# Task details
Please arrange all the data below as a Markdown table with the columns Number and Line, one numbered row per line, skipping blank lines and leaving out the pictures.

········

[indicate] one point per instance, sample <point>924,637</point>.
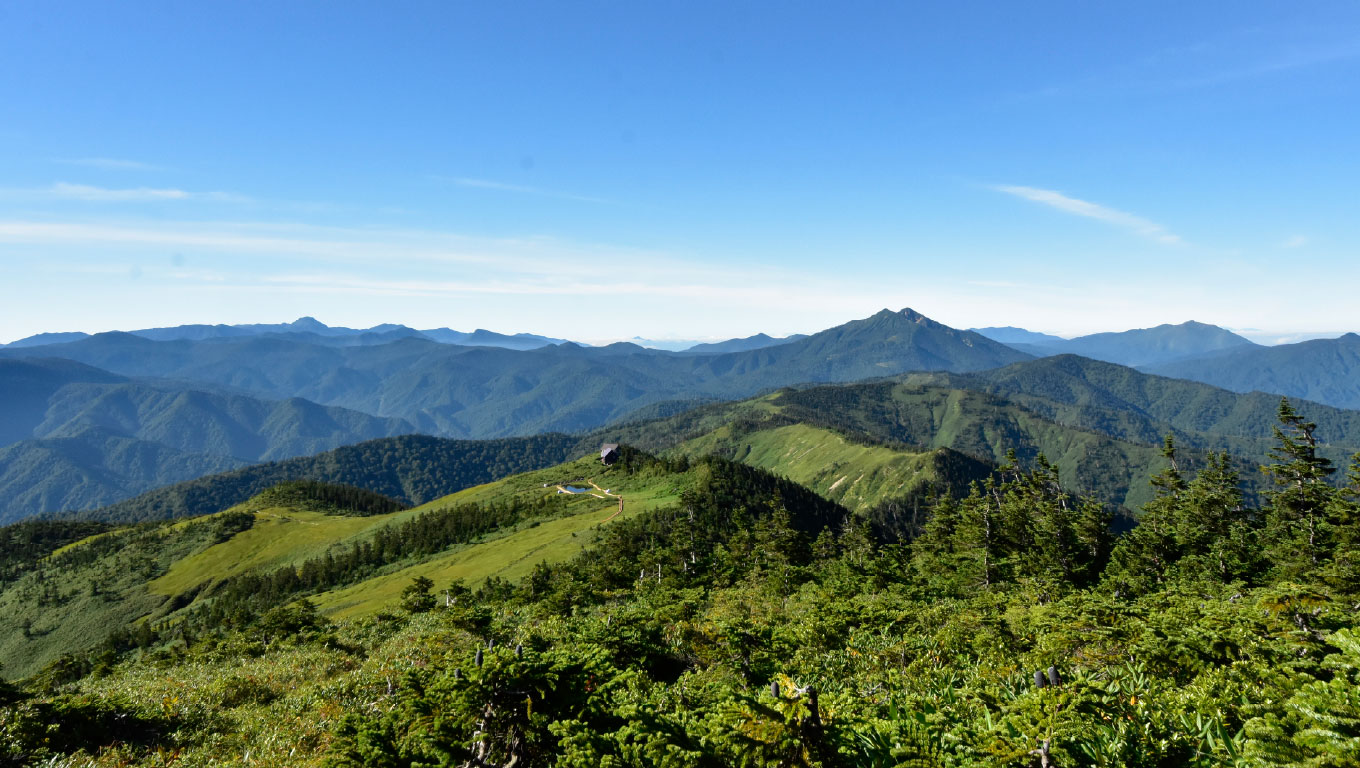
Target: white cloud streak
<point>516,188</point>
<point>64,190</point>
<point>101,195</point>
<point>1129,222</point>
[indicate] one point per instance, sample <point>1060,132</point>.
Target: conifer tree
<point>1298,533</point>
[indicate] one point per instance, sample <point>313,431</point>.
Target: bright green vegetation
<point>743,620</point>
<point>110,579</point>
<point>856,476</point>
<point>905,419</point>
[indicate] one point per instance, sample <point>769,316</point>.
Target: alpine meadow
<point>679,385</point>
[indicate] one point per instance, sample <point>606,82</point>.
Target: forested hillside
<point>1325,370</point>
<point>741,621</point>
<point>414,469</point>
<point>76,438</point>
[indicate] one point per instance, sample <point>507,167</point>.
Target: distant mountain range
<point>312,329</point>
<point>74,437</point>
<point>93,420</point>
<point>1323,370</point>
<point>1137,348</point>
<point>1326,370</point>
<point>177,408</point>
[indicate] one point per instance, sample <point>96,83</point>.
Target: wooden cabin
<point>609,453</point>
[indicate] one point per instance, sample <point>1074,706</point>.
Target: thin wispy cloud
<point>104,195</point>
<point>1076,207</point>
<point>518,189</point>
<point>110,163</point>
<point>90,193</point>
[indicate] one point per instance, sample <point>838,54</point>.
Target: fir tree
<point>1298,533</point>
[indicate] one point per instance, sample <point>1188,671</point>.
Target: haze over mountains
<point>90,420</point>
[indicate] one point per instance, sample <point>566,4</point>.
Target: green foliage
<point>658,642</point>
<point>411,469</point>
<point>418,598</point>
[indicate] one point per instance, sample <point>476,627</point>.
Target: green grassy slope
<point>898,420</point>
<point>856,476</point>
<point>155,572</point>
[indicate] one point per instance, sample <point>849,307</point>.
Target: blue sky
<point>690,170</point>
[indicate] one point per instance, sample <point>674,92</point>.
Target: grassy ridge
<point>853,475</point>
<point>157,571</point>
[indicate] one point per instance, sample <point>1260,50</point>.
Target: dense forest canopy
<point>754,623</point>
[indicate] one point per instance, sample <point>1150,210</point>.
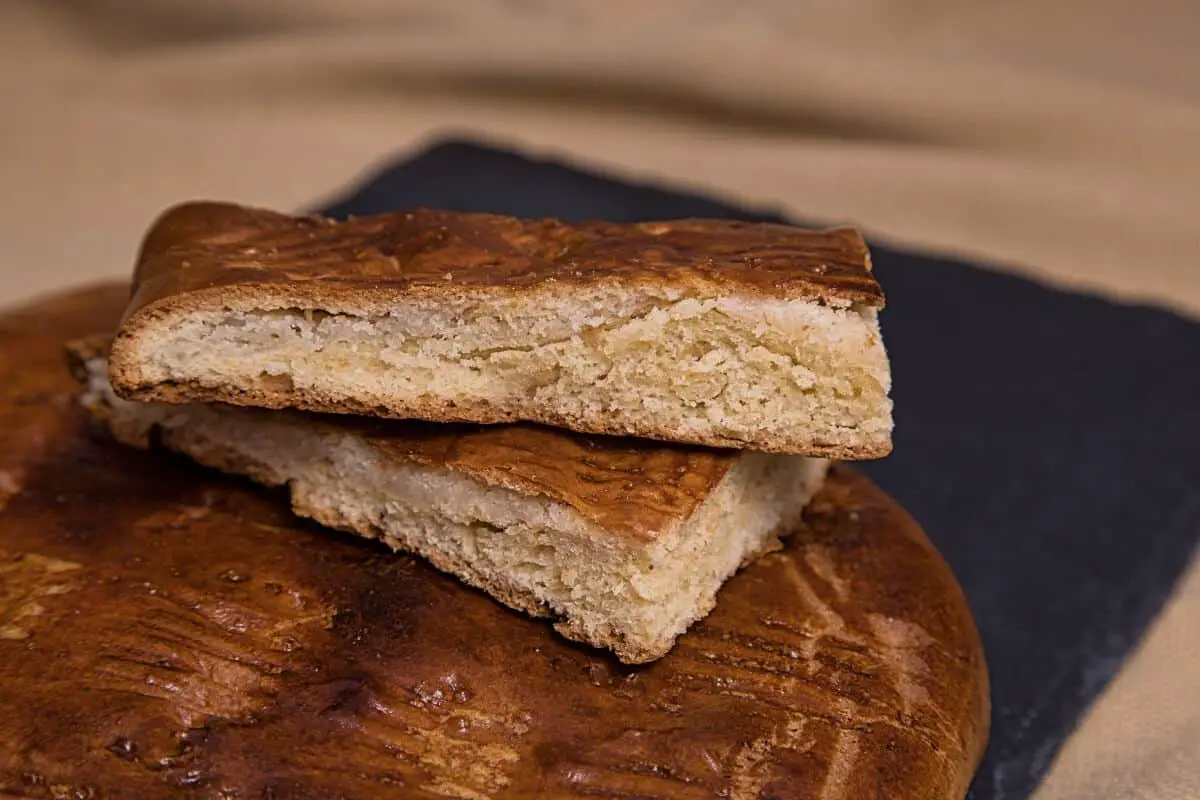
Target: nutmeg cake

········

# Exercise solution
| Number | Line |
|---|---|
| 1 | [indicate] one point per instance, sample <point>924,637</point>. |
| 2 | Target: white cloud streak |
| 3 | <point>516,188</point> |
| 4 | <point>64,190</point> |
| 5 | <point>101,195</point> |
| 6 | <point>1129,222</point> |
| 7 | [indicate] one point per instance, sample <point>1060,132</point>. |
| 8 | Target: conifer tree |
| 9 | <point>1298,533</point> |
| 10 | [indicate] one point per instance, sample <point>313,431</point>. |
| 11 | Target: bright green vegetation |
| 12 | <point>743,620</point> |
| 13 | <point>110,579</point> |
| 14 | <point>856,476</point> |
| 15 | <point>905,419</point> |
| 16 | [indicate] one point per instance, sample <point>769,316</point>. |
| 17 | Target: alpine meadow |
| 18 | <point>679,385</point> |
| 19 | [indicate] one point per instance, sample <point>606,82</point>. |
| 20 | Target: forested hillside |
| 21 | <point>1325,370</point> |
| 22 | <point>741,621</point> |
| 23 | <point>414,469</point> |
| 24 | <point>76,438</point> |
| 25 | [indicate] one point per instance, sample <point>507,167</point>. |
| 26 | Target: distant mountain range |
| 27 | <point>312,329</point> |
| 28 | <point>74,437</point> |
| 29 | <point>93,420</point> |
| 30 | <point>1323,370</point> |
| 31 | <point>1137,348</point> |
| 32 | <point>1326,370</point> |
| 33 | <point>177,408</point> |
| 34 | [indicate] one point per instance, sample <point>96,83</point>. |
| 35 | Target: wooden cabin |
| 36 | <point>609,453</point> |
| 37 | [indicate] one point per instance, sample <point>1074,706</point>. |
| 38 | Target: thin wispy cloud |
| 39 | <point>104,195</point> |
| 40 | <point>1076,207</point> |
| 41 | <point>518,189</point> |
| 42 | <point>110,163</point> |
| 43 | <point>90,193</point> |
| 44 | [indicate] one point per instance, sample <point>838,54</point>. |
| 45 | Target: fir tree |
| 46 | <point>1298,533</point> |
| 47 | [indicate] one point per instance, sample <point>1188,671</point>. |
| 48 | Target: haze over mountains |
| 49 | <point>90,420</point> |
| 50 | [indicate] one point per instance, sample <point>566,4</point>. |
| 51 | Target: green foliage |
| 52 | <point>658,642</point> |
| 53 | <point>411,469</point> |
| 54 | <point>418,598</point> |
| 55 | [indicate] one point per instance, sample <point>476,627</point>. |
| 56 | Target: green grassy slope |
| 57 | <point>898,420</point> |
| 58 | <point>856,476</point> |
| 59 | <point>155,572</point> |
| 60 | [indicate] one point per instance, sample <point>849,307</point>. |
| 61 | Target: blue sky |
| 62 | <point>690,170</point> |
| 63 | [indicate] one point per instance, sample <point>674,92</point>. |
| 64 | Target: grassy ridge |
| 65 | <point>853,475</point> |
| 66 | <point>157,571</point> |
| 67 | [indicate] one point per instance, sample <point>1260,50</point>. |
| 68 | Target: dense forest canopy |
| 69 | <point>754,623</point> |
| 70 | [indicate] one point per instance, sample <point>1150,210</point>. |
| 71 | Target: nutmeg cake |